WORK TO COMPLETE>
Write out, word for word, only the lines from the one containing "Where can the white event" through the final line of the data.

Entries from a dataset
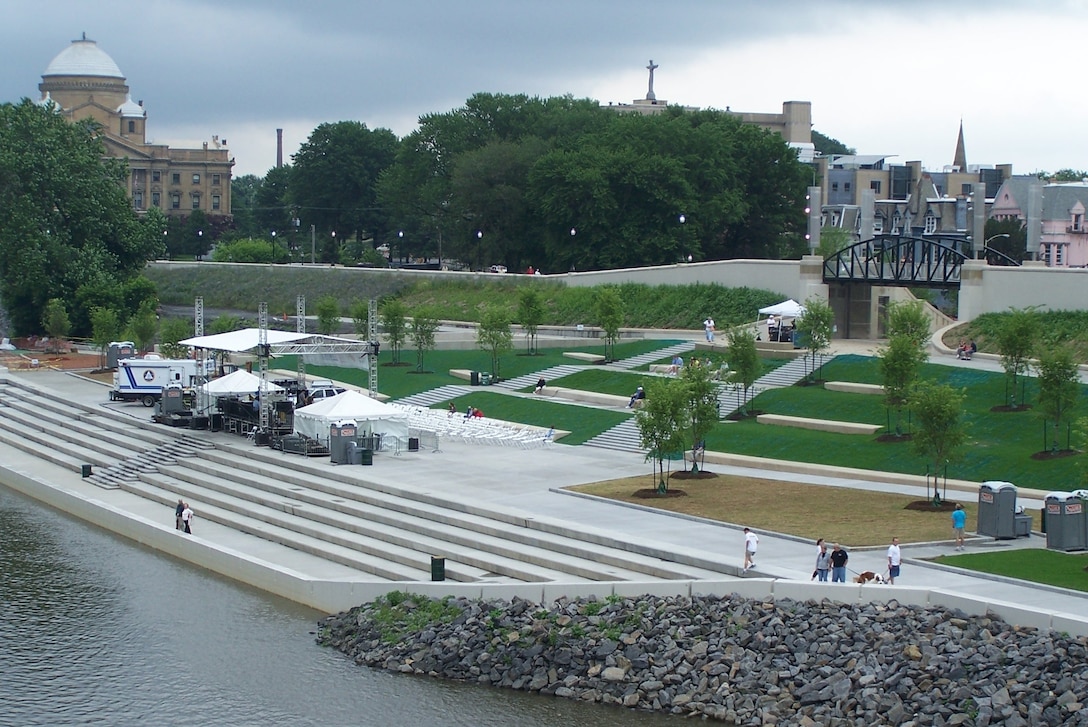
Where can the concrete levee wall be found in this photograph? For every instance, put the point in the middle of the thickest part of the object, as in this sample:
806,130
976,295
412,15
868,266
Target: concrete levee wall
337,595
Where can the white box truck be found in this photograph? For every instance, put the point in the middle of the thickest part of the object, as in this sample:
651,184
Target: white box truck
143,379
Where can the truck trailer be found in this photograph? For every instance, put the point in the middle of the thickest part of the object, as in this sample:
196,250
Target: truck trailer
144,379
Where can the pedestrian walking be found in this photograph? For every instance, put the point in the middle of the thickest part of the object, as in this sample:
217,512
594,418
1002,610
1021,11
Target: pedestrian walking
823,563
959,522
751,544
894,558
839,558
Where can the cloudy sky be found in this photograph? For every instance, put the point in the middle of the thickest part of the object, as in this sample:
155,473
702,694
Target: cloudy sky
890,77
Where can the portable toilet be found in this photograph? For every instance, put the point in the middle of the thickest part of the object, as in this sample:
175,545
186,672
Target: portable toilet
341,434
997,509
1065,521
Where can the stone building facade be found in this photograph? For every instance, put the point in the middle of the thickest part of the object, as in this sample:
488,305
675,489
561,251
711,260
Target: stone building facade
83,82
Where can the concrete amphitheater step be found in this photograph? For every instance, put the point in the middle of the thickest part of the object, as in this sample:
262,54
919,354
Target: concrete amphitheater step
380,543
480,530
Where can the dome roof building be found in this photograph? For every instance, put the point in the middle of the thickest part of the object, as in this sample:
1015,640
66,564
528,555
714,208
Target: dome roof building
83,82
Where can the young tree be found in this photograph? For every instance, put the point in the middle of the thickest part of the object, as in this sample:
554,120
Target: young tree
608,306
663,423
393,313
1059,386
494,335
743,360
328,310
816,324
56,322
530,315
171,332
702,402
104,329
900,364
1016,342
424,322
941,433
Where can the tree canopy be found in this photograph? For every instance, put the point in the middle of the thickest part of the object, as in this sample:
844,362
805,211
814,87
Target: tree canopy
68,229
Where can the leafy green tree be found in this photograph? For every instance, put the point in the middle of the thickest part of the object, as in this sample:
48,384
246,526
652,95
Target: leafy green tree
1059,385
1016,343
608,306
360,318
172,331
144,328
424,322
530,315
334,177
941,432
104,330
66,222
743,360
394,316
328,310
56,322
494,335
702,404
663,423
900,365
816,324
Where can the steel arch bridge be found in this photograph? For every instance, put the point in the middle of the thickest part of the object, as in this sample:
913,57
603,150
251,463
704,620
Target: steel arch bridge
929,261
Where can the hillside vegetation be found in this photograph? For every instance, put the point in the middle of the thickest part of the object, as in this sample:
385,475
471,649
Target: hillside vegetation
240,287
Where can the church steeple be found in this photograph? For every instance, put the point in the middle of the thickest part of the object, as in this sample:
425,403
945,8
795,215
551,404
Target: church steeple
961,153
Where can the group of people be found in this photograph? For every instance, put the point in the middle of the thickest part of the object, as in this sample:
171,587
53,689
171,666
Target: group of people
183,517
966,349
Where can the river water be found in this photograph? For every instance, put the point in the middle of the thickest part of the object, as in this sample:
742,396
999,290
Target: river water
98,630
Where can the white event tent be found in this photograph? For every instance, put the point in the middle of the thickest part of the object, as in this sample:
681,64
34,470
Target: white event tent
370,416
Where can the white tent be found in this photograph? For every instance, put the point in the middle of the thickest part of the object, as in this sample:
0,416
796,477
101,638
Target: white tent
369,415
237,382
786,309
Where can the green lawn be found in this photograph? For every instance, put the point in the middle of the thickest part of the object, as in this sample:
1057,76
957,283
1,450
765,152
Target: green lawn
400,381
1038,566
1000,448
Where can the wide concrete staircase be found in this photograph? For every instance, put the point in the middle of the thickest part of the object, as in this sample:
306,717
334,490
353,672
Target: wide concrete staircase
331,513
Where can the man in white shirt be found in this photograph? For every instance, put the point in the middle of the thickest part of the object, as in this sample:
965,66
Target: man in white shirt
751,543
894,558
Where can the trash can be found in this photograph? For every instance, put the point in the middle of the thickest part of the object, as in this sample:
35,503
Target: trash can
997,509
1065,521
341,433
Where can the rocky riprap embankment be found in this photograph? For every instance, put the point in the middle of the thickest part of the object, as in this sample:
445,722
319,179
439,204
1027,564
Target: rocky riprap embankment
736,660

ANSWER TO THE PROBLEM>
Where can the white event tent be found in this photograph? For every instance, put the point in the middle of the thickest part of the object, as in this sample:
681,64
34,470
Target: white event tent
370,416
Where can the white tent be found in this photograph? For every instance, put the point in the middle of the thickest part of the object, as in this sample:
0,416
796,477
101,638
Target: white tent
369,415
237,382
786,309
Where can the green lawn be found in this photograph? For every instance, put the point in the middle of the thickest part of the object, as in this sample:
1057,76
957,283
1,450
765,152
Target: green lawn
400,381
1038,566
1000,448
Where can the wide concrete staircase be found in this photograph? For every instance, put the point in the middle of the thickest part of the object, as in this sample:
306,717
334,490
353,672
Target: wide concrete staircase
331,513
Where can the man in white shirt be found in this photograph? For every instance, put the point in the middle of the thickest part of the object, as in this sample:
965,66
Target: man in white shirt
751,543
894,558
Where can the trash can be found in this photograph? For every instance, put the point in the middle of the thickest part of the object, as in this sample:
35,503
Target: trash can
997,509
1065,521
341,433
Where can the rocky riprap embankment be found in this photograph? For every instance, put the point in the middle of the thickest part of the object, as in this sample:
445,722
319,179
439,204
1027,564
Target: rocky riprap embankment
736,660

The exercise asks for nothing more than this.